_Action item_. Among these entries, count the lines containing the word "format" and answer with only the number.

_Provided data_.

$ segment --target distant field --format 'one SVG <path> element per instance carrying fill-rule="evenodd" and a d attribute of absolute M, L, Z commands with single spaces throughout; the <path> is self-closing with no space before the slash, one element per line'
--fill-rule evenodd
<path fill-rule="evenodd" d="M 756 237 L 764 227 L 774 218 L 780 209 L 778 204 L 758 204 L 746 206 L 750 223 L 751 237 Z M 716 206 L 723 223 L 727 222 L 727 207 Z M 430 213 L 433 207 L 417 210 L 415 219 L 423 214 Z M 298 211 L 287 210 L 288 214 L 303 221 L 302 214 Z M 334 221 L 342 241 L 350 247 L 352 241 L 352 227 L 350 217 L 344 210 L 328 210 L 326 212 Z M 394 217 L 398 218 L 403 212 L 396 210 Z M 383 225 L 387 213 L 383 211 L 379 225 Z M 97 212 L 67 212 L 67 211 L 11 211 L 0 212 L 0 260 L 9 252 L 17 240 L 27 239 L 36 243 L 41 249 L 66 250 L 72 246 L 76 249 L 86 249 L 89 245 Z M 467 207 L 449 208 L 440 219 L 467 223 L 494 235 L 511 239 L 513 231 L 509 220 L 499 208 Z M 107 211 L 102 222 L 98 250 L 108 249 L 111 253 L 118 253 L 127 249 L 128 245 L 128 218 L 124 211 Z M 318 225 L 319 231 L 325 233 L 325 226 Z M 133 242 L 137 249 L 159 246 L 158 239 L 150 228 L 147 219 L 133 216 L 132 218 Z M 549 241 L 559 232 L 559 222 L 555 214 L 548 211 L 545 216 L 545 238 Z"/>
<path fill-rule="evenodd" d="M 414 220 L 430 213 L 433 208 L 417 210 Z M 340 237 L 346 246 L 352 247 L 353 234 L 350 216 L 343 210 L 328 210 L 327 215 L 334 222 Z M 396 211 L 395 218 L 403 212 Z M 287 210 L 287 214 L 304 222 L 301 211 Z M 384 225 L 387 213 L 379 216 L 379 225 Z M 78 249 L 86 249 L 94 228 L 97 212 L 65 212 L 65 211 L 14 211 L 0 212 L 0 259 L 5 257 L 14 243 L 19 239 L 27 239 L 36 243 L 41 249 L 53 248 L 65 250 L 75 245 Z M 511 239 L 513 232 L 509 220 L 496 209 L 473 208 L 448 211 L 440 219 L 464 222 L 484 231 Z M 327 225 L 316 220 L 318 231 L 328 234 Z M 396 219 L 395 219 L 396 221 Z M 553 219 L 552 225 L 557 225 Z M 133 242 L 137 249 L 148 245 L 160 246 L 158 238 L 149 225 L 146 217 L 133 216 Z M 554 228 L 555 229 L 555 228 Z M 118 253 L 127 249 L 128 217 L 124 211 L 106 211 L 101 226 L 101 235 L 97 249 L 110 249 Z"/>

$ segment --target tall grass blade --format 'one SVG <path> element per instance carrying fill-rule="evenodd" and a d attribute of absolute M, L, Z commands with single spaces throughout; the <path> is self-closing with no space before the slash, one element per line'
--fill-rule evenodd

_Answer box_. 2